_EXERCISE PROMPT_. Can you rewrite every line, requests included, between the line holding "Look at the photo above. For each instance of the white" and the end of the items, inclusive, offsetting each answer coordinate by adding 114 to its x and y values?

____________

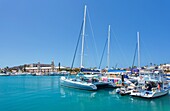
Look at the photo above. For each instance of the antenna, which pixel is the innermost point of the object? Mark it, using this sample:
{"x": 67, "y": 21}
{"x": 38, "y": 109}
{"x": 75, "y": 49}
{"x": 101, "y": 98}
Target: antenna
{"x": 138, "y": 49}
{"x": 83, "y": 35}
{"x": 108, "y": 50}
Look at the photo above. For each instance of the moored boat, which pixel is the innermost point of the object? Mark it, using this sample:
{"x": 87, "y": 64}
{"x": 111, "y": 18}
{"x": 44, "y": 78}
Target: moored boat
{"x": 77, "y": 83}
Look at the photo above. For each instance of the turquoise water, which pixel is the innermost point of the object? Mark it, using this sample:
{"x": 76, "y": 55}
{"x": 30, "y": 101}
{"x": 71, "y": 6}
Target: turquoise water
{"x": 43, "y": 93}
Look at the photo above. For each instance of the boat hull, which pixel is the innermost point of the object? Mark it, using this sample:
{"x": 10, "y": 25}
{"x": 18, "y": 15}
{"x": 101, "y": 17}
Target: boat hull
{"x": 78, "y": 85}
{"x": 150, "y": 94}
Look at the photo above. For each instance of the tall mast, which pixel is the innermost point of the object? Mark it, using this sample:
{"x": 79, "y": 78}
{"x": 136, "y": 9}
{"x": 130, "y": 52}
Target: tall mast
{"x": 138, "y": 49}
{"x": 83, "y": 35}
{"x": 108, "y": 50}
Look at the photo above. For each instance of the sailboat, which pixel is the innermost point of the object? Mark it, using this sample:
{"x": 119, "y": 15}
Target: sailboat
{"x": 113, "y": 77}
{"x": 78, "y": 82}
{"x": 154, "y": 85}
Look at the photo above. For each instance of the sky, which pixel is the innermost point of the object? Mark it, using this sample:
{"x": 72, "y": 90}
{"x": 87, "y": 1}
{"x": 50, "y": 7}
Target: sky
{"x": 33, "y": 31}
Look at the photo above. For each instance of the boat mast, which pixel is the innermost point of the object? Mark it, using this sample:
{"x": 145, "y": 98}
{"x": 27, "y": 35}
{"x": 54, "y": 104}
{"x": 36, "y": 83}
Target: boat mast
{"x": 138, "y": 49}
{"x": 83, "y": 35}
{"x": 108, "y": 50}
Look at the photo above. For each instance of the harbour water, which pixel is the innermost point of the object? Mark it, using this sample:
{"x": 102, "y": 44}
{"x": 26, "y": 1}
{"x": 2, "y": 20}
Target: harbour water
{"x": 43, "y": 93}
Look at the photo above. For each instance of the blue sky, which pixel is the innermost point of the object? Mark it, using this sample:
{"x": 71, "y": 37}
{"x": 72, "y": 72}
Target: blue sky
{"x": 46, "y": 30}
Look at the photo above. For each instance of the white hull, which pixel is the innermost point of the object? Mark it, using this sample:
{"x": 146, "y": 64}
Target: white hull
{"x": 77, "y": 84}
{"x": 154, "y": 94}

____________

_TASK SOLUTION_.
Look at the photo above. For each instance of the white hull, which pixel is the innermost point of the object? Mark it, using this sample:
{"x": 146, "y": 64}
Target: white hull
{"x": 191, "y": 198}
{"x": 268, "y": 208}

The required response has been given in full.